> [任务要求]:
把下面SepLUT代码讲解一文中从“backbone (str, optional): Backbone”到“is 'res18'. Default: None.”的文字一字不差地抄录下来。

> [文章]:
________________________________________

【LUT技术专题】SepLUT代码讲解-优快云博客

本文链接：https://blog.youkuaiyun.com/PixelMind/article/details/148879441

本文是对SepLUT技术的代码讲解，原文解读请看SepLUT文章讲解。

1、原文概要

SepLUT将原有3DLUT的功能分解为颜色无关的1DLUT和颜色相关的3DLUT实现了更高效的图像增强。整体流程如下所示。
在这里插入图片描述
首先采用一个轻量级的CNN来提取一个context向量，context向量生成3个1DLUT和1个3DLUT作为变换所使用的权重，最后通过高效查找和插值完成增强。整体流程是比较清晰的。

2、代码结构

代码整体结构如下：
在这里插入图片描述
代码基于mmedit框架构建，MMEditing 来自 OpenMMLab 项目，是基于 PyTorch 的图像和视频编辑开源工具箱。它目前包含了常见的编辑任务，比如图像修复，图像抠图，超分辨率和生成模型。与其类似的框架还有basicsr，在开发中使用事半功倍，强烈推荐。
这里就不讲解框架相关内容，主要讲解跟本文相关的核心代码。核心代码位于seplut文件夹中，如下所示：
在这里插入图片描述

splut_transform中放着跟1DLUT和3DLUT插值相关的cpp代码实现，model.py中是最核心的部分，一些网络的子模块实现在modules文件中。

3 、核心代码模块

`model.py` 文件

这个文件包含了AdaInt文章中关于backbone、Weights Predictor、AdaInt模块的实现，另外还有生成采样3DLUT和一次迭代的过程。

1. `SepLUT类`

这里是网络的整体实现，其定义了backbone、1DLUT、3DLUT的网络以及量化的过程。

@MODELS.register_module()
class SepLUT(BaseModel):
    r"""Separable Image-adaptive Lookup Tables for Real-time Image Enhancement.

    Args:
        n_ranks (int, optional): Number of ranks for 3D LUT (or the number of basis
            LUTs). Default: 3.
        n_vertices_3d (int, optional): Size of the 3D LUT. If `n_vertices_3d` <= 0,
            the 3D LUT will be disabled. Default: 17.
        n_vertices_1d (int, optional): Size of the 1D LUTs. If `n_vertices_1d` <= 0,
            the 1D LUTs will be disabled. Default: 17.
        lut1d_color_share (bool, optional): Whether to share a single 1D LUT across
            three color channels. Default: False.
        backbone (str, optional): Backbone architecture to use. Can be either 'light'
            or 'res18'. Default: 'light'.
        n_base_feats (int, optional): The channel multiplier of the backbone network.
            Only used when `backbone` is 'light'. Default: 8.
        pretrained (bool, optional): Whether to use ImageNet-pretrained weights.
            Only used when `backbone` is 'res18'. Default: None.
        n_colors (int, optional): Number of input color channels. Default: 3.
        sparse_factor (float, optional): Loss weight for the sparse regularization term.

________________________________________

> [给定数据]:
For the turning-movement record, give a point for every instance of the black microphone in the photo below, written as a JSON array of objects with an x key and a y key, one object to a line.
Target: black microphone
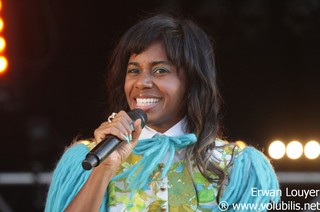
[{"x": 108, "y": 145}]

________________________________________

> [参考答案]:
backbone (str, optional): Backbone architecture to use. Can be either 'light'
            or 'res18'. Default: 'light'.
        n_base_feats (int, optional): The channel multiplier of the backbone network.
            Only used when `backbone` is 'light'. Default: 8.
        pretrained (bool, optional): Whether to use ImageNet-pretrained weights.
            Only used when `backbone` is 'res18'. Default: None.